» RECORDS SHOWN
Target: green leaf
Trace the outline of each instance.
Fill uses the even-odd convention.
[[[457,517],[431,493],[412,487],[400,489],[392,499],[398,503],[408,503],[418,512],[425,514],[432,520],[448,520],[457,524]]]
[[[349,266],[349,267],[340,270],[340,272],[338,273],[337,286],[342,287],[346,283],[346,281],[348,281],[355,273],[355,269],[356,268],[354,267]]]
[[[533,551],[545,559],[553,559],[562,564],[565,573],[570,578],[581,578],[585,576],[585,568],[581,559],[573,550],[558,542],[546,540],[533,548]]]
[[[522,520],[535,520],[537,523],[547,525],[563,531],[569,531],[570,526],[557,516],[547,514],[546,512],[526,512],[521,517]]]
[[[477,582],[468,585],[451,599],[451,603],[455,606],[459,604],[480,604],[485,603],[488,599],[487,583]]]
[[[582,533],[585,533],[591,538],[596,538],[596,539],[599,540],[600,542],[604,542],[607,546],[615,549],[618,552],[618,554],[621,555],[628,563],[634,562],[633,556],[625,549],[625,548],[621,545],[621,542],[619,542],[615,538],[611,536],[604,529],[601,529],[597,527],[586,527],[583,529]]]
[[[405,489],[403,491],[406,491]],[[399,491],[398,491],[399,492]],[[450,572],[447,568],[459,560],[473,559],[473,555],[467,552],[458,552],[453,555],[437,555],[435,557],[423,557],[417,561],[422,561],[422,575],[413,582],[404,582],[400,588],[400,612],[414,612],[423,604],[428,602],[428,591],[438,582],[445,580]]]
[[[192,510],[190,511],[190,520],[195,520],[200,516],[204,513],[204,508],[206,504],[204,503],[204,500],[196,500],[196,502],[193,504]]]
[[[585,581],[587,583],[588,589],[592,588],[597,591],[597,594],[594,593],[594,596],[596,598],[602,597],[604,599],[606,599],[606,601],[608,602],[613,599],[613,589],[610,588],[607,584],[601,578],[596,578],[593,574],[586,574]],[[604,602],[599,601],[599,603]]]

» AIM
Reproduce every line of the records above verbatim, from start to finish.

» WRITTEN REPLY
Target: green leaf
Trace the outline of each instance.
Fill uses the even-odd convention.
[[[457,517],[431,493],[412,487],[400,489],[392,499],[398,503],[408,503],[418,512],[425,514],[432,520],[448,520],[457,524]]]
[[[349,266],[349,267],[340,270],[340,272],[338,273],[337,286],[342,287],[346,283],[346,281],[348,281],[355,273],[355,269],[356,268],[354,267]]]
[[[533,551],[545,559],[553,559],[562,564],[565,573],[570,578],[581,578],[585,576],[585,568],[581,559],[573,550],[558,542],[546,540],[533,548]]]
[[[522,520],[535,520],[537,523],[547,525],[563,531],[569,531],[570,526],[557,516],[547,514],[546,512],[526,512],[521,517]]]
[[[477,582],[468,585],[451,599],[451,603],[455,606],[459,604],[480,604],[485,603],[488,599],[487,583]]]
[[[582,533],[585,533],[591,538],[596,538],[596,539],[599,540],[600,542],[604,542],[607,546],[615,549],[618,552],[618,554],[621,555],[628,563],[634,562],[633,556],[625,549],[625,548],[621,545],[621,542],[619,542],[615,538],[611,536],[604,529],[601,529],[597,527],[586,527],[583,529]]]
[[[405,489],[403,491],[406,491]],[[399,491],[398,491],[399,492]],[[450,572],[447,568],[459,560],[473,559],[473,555],[467,552],[458,552],[453,555],[437,555],[435,557],[423,557],[417,561],[422,561],[422,575],[413,582],[404,582],[400,588],[400,612],[414,612],[423,604],[428,602],[428,591],[438,582],[445,580]]]
[[[192,510],[190,511],[190,520],[195,520],[200,516],[204,513],[204,508],[206,504],[204,503],[204,500],[196,500],[196,502],[193,504]]]
[[[585,581],[587,583],[588,589],[592,588],[597,591],[597,594],[594,593],[594,596],[596,598],[602,597],[604,599],[606,599],[606,601],[608,602],[613,599],[613,589],[610,588],[607,584],[601,578],[596,578],[593,574],[586,574]],[[604,602],[599,601],[599,603]]]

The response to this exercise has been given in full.